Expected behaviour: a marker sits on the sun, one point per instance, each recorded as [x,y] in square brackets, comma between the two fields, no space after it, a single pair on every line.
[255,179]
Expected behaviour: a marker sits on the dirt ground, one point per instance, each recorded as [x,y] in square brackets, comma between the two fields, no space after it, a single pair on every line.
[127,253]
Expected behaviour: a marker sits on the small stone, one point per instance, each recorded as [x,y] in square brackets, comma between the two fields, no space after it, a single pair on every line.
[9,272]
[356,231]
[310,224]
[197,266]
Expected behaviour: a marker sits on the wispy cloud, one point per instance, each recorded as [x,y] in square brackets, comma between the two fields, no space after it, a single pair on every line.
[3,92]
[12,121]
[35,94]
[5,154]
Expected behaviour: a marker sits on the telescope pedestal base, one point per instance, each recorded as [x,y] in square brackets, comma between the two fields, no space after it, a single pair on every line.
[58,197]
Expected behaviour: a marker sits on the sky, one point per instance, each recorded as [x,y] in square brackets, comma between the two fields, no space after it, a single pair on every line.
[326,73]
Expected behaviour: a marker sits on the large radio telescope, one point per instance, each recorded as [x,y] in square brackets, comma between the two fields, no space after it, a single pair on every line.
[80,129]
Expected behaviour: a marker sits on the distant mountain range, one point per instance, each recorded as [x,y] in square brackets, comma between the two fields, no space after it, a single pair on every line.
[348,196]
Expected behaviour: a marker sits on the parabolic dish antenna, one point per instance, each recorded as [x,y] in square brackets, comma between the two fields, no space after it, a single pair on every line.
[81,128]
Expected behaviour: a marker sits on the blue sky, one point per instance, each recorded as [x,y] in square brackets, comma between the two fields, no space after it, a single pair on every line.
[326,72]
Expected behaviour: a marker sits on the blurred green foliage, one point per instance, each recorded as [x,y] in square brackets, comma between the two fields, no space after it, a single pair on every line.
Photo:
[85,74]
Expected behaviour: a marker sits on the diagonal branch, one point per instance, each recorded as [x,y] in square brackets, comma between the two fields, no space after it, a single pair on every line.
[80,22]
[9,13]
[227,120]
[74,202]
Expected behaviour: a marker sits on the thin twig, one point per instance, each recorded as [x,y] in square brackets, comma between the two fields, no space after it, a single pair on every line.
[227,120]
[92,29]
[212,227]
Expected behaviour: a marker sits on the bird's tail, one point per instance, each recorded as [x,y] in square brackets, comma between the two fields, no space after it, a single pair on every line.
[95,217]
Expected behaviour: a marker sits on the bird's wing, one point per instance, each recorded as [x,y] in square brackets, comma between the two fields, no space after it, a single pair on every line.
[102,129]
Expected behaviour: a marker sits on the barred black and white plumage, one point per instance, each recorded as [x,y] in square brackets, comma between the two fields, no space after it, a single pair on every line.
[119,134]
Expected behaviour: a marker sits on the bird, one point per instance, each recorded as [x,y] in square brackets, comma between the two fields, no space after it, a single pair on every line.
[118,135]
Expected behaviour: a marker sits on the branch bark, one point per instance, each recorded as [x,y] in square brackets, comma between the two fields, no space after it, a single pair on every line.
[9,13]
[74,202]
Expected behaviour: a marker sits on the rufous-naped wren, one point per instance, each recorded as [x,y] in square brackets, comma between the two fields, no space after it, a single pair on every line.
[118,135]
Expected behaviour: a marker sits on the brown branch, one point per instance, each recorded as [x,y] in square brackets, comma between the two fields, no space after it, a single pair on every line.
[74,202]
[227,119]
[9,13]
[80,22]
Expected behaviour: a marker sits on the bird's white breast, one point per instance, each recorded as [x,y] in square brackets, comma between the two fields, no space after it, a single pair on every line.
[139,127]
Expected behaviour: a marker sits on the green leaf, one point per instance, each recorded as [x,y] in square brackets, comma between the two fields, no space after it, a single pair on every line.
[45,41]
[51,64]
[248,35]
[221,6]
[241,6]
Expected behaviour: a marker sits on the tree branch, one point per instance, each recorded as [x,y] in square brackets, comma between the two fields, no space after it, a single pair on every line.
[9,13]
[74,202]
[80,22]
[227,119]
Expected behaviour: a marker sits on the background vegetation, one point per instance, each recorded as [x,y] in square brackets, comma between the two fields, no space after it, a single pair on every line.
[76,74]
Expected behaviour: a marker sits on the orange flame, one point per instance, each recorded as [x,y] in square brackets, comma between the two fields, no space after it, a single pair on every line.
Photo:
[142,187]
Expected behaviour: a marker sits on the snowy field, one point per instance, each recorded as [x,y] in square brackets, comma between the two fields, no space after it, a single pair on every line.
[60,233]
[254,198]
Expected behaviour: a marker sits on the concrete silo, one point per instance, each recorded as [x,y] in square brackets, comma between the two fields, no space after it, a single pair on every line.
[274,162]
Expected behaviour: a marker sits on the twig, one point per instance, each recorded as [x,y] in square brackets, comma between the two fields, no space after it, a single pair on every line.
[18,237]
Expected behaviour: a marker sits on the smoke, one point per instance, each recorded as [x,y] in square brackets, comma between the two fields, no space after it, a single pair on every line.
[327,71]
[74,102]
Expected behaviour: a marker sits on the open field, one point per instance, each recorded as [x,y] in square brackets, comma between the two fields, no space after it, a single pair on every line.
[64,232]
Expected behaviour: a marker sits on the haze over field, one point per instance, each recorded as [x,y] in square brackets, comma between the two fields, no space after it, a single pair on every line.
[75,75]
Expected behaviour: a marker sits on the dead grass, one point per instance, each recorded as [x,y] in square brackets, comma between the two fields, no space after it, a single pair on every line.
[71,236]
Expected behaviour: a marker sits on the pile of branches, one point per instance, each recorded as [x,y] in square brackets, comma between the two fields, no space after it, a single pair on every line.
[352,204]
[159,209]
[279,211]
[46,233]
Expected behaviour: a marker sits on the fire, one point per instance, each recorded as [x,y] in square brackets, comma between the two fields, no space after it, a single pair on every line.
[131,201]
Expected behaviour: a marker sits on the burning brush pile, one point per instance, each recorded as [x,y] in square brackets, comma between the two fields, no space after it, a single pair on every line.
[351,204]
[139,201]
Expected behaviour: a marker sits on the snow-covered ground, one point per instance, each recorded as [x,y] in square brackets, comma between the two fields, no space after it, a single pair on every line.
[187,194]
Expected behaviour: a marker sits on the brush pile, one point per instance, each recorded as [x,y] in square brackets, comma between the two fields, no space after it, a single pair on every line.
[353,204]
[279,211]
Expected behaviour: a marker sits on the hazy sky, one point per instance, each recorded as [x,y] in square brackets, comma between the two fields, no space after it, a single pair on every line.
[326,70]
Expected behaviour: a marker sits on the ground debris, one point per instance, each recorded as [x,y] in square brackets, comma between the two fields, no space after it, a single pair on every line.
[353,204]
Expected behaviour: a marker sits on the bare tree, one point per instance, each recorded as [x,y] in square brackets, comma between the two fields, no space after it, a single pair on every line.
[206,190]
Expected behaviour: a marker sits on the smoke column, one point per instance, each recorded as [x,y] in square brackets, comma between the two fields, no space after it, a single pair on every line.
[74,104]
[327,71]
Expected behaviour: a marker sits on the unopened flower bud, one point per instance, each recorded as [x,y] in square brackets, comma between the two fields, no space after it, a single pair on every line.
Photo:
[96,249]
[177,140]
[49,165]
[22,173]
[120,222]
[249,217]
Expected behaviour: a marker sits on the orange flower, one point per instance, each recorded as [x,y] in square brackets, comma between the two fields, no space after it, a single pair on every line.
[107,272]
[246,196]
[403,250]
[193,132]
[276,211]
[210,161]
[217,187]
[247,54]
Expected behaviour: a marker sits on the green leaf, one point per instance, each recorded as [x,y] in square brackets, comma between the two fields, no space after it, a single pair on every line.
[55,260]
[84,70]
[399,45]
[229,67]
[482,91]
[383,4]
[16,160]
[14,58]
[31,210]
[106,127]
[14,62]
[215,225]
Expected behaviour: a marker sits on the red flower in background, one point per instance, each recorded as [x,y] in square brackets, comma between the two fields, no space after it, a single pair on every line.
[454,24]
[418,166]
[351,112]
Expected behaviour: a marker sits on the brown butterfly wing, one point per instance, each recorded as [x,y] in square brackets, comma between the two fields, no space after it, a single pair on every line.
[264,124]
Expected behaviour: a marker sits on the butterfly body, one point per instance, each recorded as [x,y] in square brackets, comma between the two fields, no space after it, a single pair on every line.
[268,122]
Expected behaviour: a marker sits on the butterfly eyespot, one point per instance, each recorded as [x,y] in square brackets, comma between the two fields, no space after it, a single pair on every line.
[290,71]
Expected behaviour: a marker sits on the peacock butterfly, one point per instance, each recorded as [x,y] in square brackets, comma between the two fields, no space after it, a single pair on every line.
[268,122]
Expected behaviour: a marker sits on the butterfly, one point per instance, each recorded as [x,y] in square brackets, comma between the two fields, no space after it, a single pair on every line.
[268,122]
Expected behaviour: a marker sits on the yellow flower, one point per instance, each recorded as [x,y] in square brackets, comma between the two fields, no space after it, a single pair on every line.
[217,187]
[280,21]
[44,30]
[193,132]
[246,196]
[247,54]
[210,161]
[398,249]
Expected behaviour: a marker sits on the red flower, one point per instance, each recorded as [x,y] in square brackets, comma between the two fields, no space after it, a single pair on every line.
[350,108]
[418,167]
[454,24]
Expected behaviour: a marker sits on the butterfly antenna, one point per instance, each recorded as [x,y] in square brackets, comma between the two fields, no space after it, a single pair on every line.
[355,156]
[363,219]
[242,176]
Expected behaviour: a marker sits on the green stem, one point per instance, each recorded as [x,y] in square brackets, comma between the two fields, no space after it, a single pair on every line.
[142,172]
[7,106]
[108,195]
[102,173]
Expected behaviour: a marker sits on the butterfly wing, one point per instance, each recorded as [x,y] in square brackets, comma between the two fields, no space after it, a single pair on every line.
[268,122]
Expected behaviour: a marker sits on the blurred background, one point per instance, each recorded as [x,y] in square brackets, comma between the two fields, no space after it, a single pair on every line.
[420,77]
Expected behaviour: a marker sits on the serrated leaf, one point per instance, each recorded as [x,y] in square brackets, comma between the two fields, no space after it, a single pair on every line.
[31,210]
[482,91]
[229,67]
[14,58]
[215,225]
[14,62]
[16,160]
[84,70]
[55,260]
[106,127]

• • •

Task instructions>
Repeat only the stretch of lines that opens with the line containing "Expected behaviour: a marker sits on the red flower, one" and closes with the final line of the entries, both included, exactly as written.

Answer>
Expected behaviour: a marker sits on the red flower, one point per instance, each recorded as [x,y] in square brackets, comma between the two fields, no space after it, a single pair on every line.
[350,108]
[418,167]
[454,24]
Expected behaviour: a marker sits on the butterfly antenna, one point per instance, each recorded as [x,y] in square brackets, comma between the two fields, no space after it, a single pair on every line.
[355,156]
[363,219]
[242,176]
Expected behaviour: a marker sits on the green stem, one point per instance, each recorded as [x,y] in square brackets, comma between the two fields, no space after it, a single pair on every line.
[142,172]
[7,106]
[108,195]
[102,173]
Expected behaviour: a marker sits on the butterfly wing, one point per instance, each recorded as [x,y] in square brackets, comma between the two fields, no space after it, a single pair on every line.
[268,122]
Expected behaviour: a marker sits on the blurred background, one point per instance, each recorded as [x,y] in square brackets, comma between the two fields, no space after it, a single pair on every line.
[420,77]
Expected behaviour: a marker sits on the serrated leaf, one point per instance, each recorded as [x,y] in square brackets, comma between the two fields, no space after it, a single pair on every line.
[31,210]
[482,91]
[229,67]
[14,58]
[215,225]
[14,62]
[16,160]
[84,70]
[55,260]
[106,127]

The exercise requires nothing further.